EXTRACTED TEXT:

Tennis legend Yannick Noah, somewhat famously, outfitted himself in Le Coq Sportif footwear during his celebrated career. This is why it made complete and total sense his adoring son, Chicago Bulls center Joakim Noah, would sign the first endorsement deal with the iconic French brand upon entering the NBA in 2007. For years, Noah loped up and down the court in the (relative to the NBA) obscure line of unique shoes, developing into an All-Star and beloved Chicago sports icon along the way.
Noah’s career was sent into a tizzy in 2012-13, though, when a painful case of plantar fasciitis derailed his season. Though many rightfully criticized Bulls coach Tom Thibodeau for overworking the big man (who had suffered from the foot ailment before) for 40 minutes again during the first half of the season, Noah found culprit in another source. He blamed the shoes, and he’s also blaming Le Coq Sportif for allegedly not paying him what he was supposed to be handed as part of his six-year, $6 million deal.
TMZ is reporting that Noah and Le Coq Sportif are now suing each other, after a partnership gone wrong:
Noah quietly declared war on the French company in a D.C. court back in November ... claiming LCS signed him to a 6-year $6 million deal back in 2007, only to screw him out of more than $1.65 million.
In the suit, Noah says he was pumped about the deal at first -- but shortly after he signed, LCS shut down its U.S. offices, fired the guy who signed Noah and started looking for ways to back out of the deal. Noah claims things came to a head in 2013 when they suddenly stopped paying him money he believed they were obligated to pay.
Noah says despite the negative energy, he held up his end of the bargain -- and wore Le Coq shoes in every NBA game he played even though he claims they were "not well designed and likely contributed to [my] development of plantar fasciitis."

ASSIGNMENT:
Please answer these questions using the article on Joakim Noah and Le Coq Sportif:
1. In what year did Joakim Noah enter the NBA?
2. What foot condition derailed Noah's 2012-13 season?
3. How much money does Noah claim Le Coq Sportif cheated him out of?
The records have nothing to do with the article above.

DATASET EXTRACT:
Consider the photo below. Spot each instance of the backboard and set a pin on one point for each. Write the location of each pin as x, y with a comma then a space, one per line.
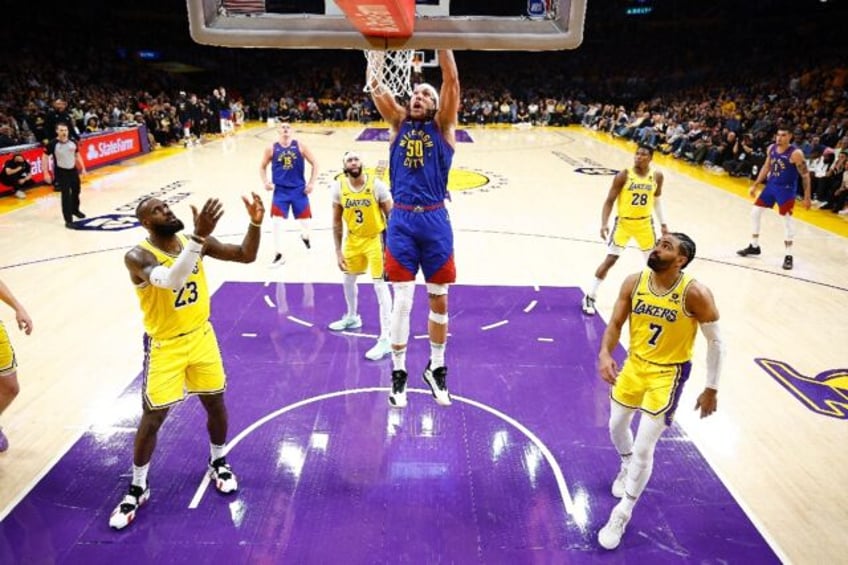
439, 24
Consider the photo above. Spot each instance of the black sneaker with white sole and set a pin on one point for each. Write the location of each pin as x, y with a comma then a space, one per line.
436, 379
788, 263
123, 514
750, 250
397, 398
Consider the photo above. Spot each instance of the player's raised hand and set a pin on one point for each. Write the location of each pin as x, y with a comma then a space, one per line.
207, 218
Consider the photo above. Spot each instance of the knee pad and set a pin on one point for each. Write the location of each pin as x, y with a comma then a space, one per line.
788, 227
438, 318
404, 294
437, 289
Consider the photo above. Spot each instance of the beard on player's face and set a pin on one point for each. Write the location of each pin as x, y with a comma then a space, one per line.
169, 228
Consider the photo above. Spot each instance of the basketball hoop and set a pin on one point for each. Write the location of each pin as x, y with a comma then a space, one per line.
417, 63
390, 71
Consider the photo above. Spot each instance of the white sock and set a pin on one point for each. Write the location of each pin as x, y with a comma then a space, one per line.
140, 475
592, 290
216, 451
756, 218
351, 294
437, 355
399, 359
384, 301
277, 225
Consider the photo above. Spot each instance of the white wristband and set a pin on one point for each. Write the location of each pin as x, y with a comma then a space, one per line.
715, 353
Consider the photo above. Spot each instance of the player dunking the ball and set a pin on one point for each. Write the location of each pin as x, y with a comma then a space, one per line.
419, 234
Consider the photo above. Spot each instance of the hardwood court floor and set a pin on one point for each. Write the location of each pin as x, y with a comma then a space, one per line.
526, 210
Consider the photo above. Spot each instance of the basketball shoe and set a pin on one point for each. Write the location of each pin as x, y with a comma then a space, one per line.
222, 474
619, 482
123, 514
610, 535
588, 305
438, 386
279, 261
397, 398
346, 323
750, 250
380, 350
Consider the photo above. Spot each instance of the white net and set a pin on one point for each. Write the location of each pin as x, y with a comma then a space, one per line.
389, 71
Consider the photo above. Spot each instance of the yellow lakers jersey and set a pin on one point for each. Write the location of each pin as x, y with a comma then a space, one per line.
661, 331
360, 210
169, 313
636, 199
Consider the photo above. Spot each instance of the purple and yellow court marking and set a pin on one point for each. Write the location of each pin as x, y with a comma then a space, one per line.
517, 470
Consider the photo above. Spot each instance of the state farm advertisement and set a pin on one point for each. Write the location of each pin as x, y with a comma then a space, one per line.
103, 149
96, 150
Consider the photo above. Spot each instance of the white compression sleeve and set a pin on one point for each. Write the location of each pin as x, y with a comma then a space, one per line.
659, 211
715, 353
174, 277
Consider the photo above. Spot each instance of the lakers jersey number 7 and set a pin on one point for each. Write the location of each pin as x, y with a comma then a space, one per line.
661, 331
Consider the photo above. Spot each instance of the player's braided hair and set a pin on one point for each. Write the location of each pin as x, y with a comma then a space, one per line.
687, 247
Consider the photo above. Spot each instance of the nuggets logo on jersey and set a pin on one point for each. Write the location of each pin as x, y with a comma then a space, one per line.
287, 157
414, 142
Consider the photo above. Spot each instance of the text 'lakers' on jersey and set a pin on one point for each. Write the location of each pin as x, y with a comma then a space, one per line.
660, 329
636, 199
360, 210
169, 313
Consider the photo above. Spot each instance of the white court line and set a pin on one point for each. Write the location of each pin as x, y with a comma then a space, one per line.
567, 501
301, 322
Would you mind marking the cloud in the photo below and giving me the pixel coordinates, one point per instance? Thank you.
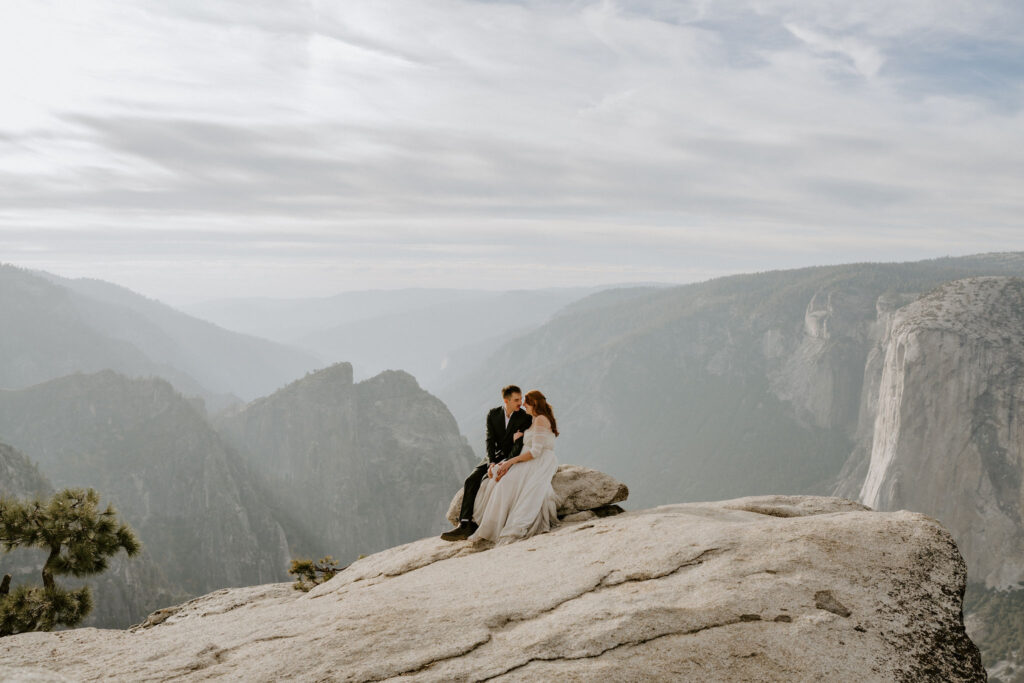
(786, 130)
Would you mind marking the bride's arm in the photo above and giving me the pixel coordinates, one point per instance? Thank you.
(540, 422)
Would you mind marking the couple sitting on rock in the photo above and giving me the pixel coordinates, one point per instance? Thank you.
(509, 496)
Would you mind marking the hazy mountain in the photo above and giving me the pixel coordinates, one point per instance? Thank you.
(205, 519)
(423, 332)
(55, 327)
(736, 386)
(288, 321)
(946, 441)
(19, 477)
(772, 383)
(363, 466)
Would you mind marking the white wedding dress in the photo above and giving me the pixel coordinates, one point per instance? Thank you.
(523, 502)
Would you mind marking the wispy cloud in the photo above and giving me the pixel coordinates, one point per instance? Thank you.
(743, 135)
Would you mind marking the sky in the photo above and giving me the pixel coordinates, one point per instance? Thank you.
(193, 150)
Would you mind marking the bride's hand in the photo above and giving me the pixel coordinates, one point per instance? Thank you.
(502, 470)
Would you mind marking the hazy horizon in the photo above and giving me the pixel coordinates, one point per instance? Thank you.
(301, 148)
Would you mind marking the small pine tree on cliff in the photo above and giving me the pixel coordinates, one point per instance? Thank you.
(79, 537)
(313, 573)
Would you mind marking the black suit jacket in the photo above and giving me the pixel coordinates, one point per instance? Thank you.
(500, 443)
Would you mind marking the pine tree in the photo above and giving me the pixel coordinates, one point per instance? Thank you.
(80, 539)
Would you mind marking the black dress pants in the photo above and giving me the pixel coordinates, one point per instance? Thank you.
(470, 491)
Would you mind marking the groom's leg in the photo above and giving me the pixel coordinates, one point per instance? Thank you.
(470, 489)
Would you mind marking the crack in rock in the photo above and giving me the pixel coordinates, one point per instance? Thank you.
(601, 584)
(427, 665)
(642, 641)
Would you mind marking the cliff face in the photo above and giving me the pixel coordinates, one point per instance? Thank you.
(204, 518)
(948, 436)
(19, 477)
(361, 466)
(775, 588)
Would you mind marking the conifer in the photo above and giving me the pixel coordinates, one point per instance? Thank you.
(80, 538)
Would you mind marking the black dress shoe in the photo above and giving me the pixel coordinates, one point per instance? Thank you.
(461, 532)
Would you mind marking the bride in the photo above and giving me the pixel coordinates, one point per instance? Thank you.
(517, 500)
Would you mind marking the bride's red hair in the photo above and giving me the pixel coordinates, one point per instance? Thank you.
(541, 406)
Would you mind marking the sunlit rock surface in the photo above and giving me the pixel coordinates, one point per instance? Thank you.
(772, 588)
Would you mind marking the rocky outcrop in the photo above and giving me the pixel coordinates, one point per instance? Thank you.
(759, 589)
(205, 519)
(583, 494)
(364, 466)
(948, 437)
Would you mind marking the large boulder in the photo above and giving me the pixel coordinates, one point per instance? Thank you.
(769, 589)
(579, 489)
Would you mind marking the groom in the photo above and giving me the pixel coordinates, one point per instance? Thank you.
(505, 427)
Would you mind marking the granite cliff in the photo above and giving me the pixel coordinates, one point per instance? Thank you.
(363, 466)
(767, 589)
(946, 438)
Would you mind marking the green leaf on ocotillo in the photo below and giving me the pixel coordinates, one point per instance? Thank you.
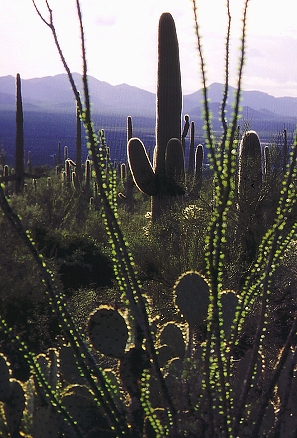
(192, 297)
(108, 331)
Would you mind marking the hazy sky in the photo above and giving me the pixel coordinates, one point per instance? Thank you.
(121, 39)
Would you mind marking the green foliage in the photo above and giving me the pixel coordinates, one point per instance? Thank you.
(138, 368)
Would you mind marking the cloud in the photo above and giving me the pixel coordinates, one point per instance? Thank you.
(106, 20)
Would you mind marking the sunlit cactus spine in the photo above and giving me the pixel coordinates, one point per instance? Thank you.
(267, 163)
(199, 167)
(78, 157)
(152, 180)
(13, 398)
(191, 149)
(185, 131)
(29, 162)
(19, 150)
(250, 172)
(5, 175)
(65, 153)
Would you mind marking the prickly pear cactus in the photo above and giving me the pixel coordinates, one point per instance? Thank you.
(172, 336)
(192, 297)
(108, 331)
(12, 395)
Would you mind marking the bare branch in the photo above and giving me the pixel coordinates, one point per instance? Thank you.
(48, 23)
(51, 25)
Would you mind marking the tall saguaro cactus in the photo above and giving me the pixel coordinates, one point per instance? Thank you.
(164, 180)
(19, 145)
(169, 93)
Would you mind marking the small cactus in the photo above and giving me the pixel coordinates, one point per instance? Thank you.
(192, 297)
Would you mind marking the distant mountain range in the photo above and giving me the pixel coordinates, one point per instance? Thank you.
(49, 109)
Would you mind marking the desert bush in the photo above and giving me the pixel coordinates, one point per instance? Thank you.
(206, 370)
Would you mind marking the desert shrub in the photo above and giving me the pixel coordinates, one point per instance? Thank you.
(205, 369)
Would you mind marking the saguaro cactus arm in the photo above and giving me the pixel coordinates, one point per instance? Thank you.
(169, 93)
(19, 143)
(141, 168)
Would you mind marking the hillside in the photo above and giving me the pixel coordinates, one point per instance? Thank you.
(49, 113)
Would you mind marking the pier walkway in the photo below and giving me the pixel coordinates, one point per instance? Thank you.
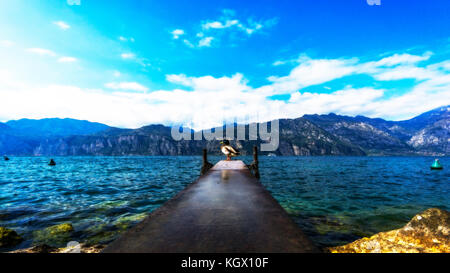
(227, 210)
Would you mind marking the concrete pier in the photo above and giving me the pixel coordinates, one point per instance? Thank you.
(227, 210)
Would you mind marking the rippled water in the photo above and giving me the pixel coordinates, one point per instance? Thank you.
(335, 200)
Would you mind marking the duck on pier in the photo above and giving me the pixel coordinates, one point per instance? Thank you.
(228, 150)
(52, 162)
(436, 165)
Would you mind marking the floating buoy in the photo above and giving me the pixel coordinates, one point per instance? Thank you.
(436, 165)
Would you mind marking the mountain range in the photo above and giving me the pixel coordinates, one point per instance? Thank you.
(426, 134)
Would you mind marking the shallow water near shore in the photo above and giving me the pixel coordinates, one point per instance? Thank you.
(335, 200)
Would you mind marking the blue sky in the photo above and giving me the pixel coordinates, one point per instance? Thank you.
(199, 63)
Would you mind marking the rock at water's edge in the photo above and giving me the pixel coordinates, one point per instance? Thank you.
(55, 236)
(427, 232)
(9, 237)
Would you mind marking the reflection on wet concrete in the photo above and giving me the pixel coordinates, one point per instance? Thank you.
(226, 210)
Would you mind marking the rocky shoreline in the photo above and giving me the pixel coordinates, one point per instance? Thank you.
(427, 232)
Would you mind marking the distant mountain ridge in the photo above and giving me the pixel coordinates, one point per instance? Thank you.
(426, 134)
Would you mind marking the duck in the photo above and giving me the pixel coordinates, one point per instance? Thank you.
(228, 150)
(436, 165)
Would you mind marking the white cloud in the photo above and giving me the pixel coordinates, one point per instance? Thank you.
(62, 25)
(41, 51)
(125, 39)
(204, 102)
(226, 22)
(127, 56)
(67, 60)
(177, 33)
(74, 2)
(6, 43)
(189, 44)
(127, 86)
(310, 72)
(219, 25)
(205, 42)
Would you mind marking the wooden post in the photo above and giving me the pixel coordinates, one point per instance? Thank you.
(255, 162)
(206, 165)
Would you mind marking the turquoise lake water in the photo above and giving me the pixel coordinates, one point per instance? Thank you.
(335, 200)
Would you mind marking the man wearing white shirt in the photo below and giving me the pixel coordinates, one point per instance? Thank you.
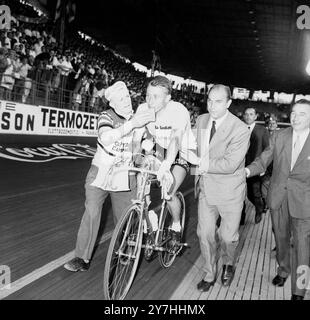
(289, 197)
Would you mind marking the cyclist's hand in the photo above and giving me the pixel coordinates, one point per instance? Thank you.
(142, 118)
(164, 167)
(166, 183)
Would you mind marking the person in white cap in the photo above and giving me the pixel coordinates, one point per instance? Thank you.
(115, 140)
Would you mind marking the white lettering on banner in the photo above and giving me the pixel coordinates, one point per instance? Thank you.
(18, 118)
(45, 154)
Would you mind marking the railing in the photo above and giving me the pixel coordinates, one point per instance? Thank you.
(41, 92)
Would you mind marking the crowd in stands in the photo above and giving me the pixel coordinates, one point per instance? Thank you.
(34, 69)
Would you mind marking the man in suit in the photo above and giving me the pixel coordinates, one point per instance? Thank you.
(289, 195)
(220, 183)
(259, 140)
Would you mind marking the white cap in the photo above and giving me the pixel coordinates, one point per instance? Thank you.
(116, 88)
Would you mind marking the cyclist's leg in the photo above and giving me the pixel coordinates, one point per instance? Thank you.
(122, 199)
(179, 174)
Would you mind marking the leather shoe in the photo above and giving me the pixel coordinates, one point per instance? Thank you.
(227, 275)
(278, 281)
(243, 215)
(297, 297)
(204, 286)
(258, 218)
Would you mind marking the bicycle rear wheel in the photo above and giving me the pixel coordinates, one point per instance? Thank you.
(123, 255)
(166, 257)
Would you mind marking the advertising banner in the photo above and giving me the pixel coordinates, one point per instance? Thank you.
(18, 118)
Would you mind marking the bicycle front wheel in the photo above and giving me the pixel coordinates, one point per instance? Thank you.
(167, 257)
(123, 254)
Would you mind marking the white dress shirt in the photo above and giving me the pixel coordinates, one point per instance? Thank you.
(302, 139)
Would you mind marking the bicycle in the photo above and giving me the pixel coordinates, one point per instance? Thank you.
(134, 231)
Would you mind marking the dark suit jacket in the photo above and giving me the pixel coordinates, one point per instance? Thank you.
(259, 141)
(225, 181)
(295, 183)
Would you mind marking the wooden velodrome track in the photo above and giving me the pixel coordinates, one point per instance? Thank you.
(41, 205)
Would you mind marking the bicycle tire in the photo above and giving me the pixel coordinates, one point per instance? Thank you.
(166, 258)
(120, 269)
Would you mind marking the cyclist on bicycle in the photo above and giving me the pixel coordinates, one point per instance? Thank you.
(115, 141)
(174, 142)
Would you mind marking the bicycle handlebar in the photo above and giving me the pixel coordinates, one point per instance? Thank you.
(141, 170)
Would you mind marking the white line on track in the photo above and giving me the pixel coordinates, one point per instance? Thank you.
(41, 272)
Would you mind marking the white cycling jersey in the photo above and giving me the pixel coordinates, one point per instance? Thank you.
(107, 157)
(173, 117)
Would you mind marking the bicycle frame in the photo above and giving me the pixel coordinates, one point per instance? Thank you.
(143, 201)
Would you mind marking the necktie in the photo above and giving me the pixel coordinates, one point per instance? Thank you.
(295, 152)
(212, 130)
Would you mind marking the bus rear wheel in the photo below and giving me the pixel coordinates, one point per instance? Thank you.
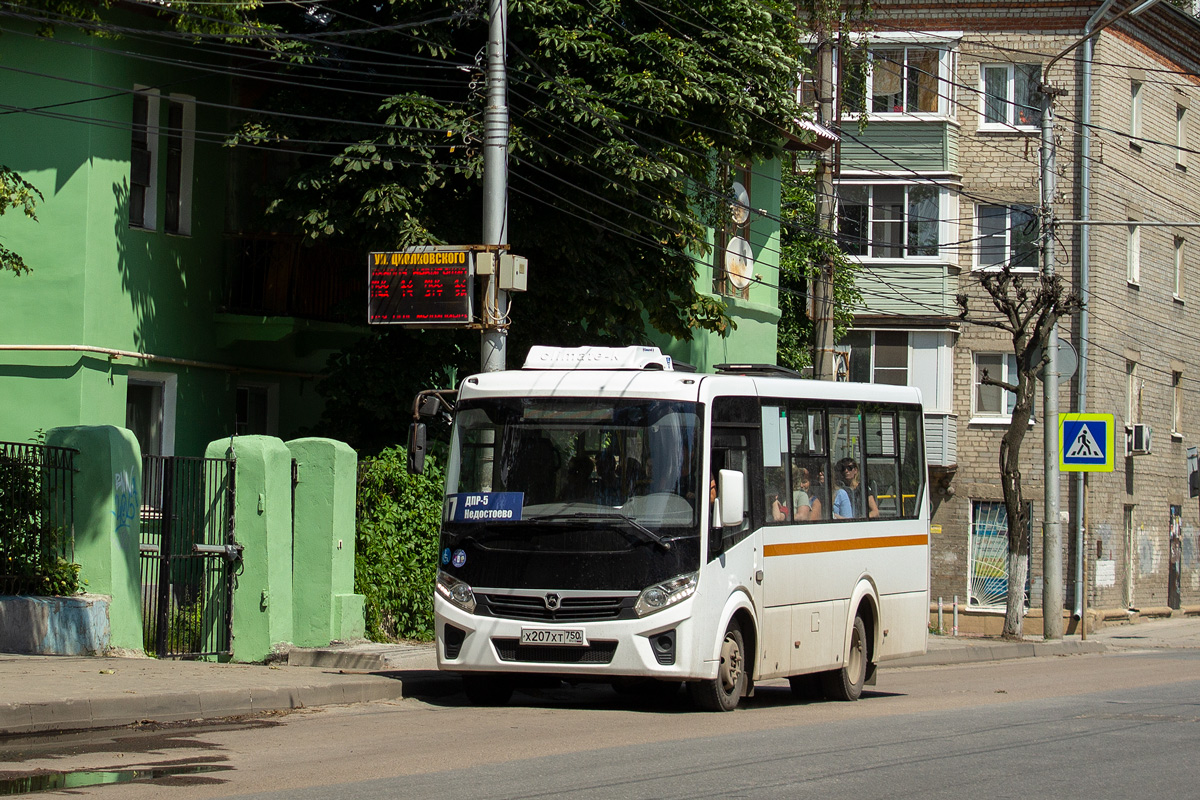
(846, 684)
(724, 692)
(487, 689)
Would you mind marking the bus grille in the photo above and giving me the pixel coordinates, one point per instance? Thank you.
(571, 609)
(598, 653)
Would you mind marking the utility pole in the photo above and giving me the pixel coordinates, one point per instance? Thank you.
(1051, 527)
(822, 283)
(1051, 540)
(496, 186)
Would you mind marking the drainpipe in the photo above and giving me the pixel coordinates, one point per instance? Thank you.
(1085, 191)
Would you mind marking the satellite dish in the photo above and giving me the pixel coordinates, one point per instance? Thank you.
(739, 263)
(739, 209)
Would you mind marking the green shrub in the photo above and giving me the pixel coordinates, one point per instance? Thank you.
(396, 547)
(31, 546)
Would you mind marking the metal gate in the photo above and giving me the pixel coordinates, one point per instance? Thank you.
(189, 555)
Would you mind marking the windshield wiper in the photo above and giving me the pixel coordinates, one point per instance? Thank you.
(646, 533)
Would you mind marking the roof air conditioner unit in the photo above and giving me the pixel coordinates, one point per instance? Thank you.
(1137, 439)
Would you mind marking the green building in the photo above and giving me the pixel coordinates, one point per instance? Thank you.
(147, 306)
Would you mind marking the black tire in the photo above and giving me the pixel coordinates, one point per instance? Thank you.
(807, 687)
(726, 690)
(846, 684)
(487, 689)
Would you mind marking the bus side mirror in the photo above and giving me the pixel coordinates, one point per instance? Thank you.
(417, 447)
(732, 497)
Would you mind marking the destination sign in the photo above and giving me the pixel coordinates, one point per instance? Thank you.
(420, 287)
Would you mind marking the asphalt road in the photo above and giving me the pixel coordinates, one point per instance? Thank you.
(1090, 726)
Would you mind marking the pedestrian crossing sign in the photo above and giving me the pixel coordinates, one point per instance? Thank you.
(1085, 443)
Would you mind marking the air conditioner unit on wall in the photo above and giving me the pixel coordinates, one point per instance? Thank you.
(1137, 439)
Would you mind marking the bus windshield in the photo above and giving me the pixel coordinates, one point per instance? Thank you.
(551, 459)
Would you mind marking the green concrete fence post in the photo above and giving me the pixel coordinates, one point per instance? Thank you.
(323, 564)
(262, 595)
(107, 522)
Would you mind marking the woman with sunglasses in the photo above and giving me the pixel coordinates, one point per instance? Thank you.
(847, 503)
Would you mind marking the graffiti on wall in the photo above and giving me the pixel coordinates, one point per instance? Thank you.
(126, 500)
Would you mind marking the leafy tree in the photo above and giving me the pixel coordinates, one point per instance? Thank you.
(1027, 308)
(16, 193)
(802, 250)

SOLUTION FOR THIS TASK:
1. 2007
2. Plantar fasciitis
3. More than $1.65 million